» SHORT PROBLEM: Locate the line that contains "Target: manicured hedge". Reproduce it and all following lines up to the end of the material, exactly and with nothing added.

» DATA IN THIS EXERCISE:
-*-*-
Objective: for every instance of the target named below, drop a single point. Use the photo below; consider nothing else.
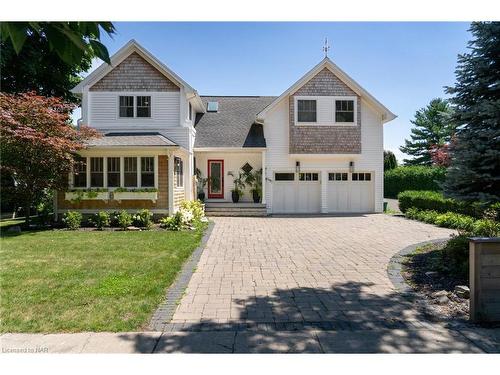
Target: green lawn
(63, 281)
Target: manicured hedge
(412, 178)
(433, 200)
(467, 224)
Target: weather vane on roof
(326, 47)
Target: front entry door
(216, 179)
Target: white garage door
(296, 193)
(350, 192)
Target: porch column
(324, 192)
(170, 178)
(264, 181)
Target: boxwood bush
(433, 200)
(412, 178)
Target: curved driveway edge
(166, 310)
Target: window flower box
(85, 195)
(135, 195)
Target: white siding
(103, 114)
(370, 159)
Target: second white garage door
(296, 193)
(350, 192)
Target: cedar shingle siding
(134, 74)
(312, 139)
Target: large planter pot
(235, 196)
(256, 197)
(135, 195)
(84, 196)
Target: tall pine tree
(474, 173)
(432, 127)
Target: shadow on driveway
(344, 319)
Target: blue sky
(404, 65)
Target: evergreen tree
(474, 173)
(432, 127)
(390, 161)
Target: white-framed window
-*-*-
» FINISHED TASK:
Target: manicured hedge
(412, 178)
(433, 200)
(467, 224)
Target: weather vane on roof
(326, 47)
Target: front entry door
(216, 179)
Target: white garage door
(296, 193)
(350, 192)
Target: porch column
(324, 192)
(170, 178)
(264, 181)
Target: boxwood bush
(433, 200)
(412, 178)
Target: curved driveway edge
(166, 310)
Target: window flower box
(85, 195)
(135, 195)
Target: white siding
(103, 114)
(370, 159)
Target: second white garage door
(296, 193)
(350, 192)
Target: cedar shingle siding
(134, 74)
(312, 139)
Target: large planter pot
(235, 196)
(256, 197)
(135, 195)
(84, 196)
Target: tall pine tree
(474, 173)
(432, 127)
Target: shadow on driveway
(344, 319)
Target: blue sky
(404, 65)
Target: evergreen tree
(474, 173)
(432, 127)
(390, 161)
Target: white-framed window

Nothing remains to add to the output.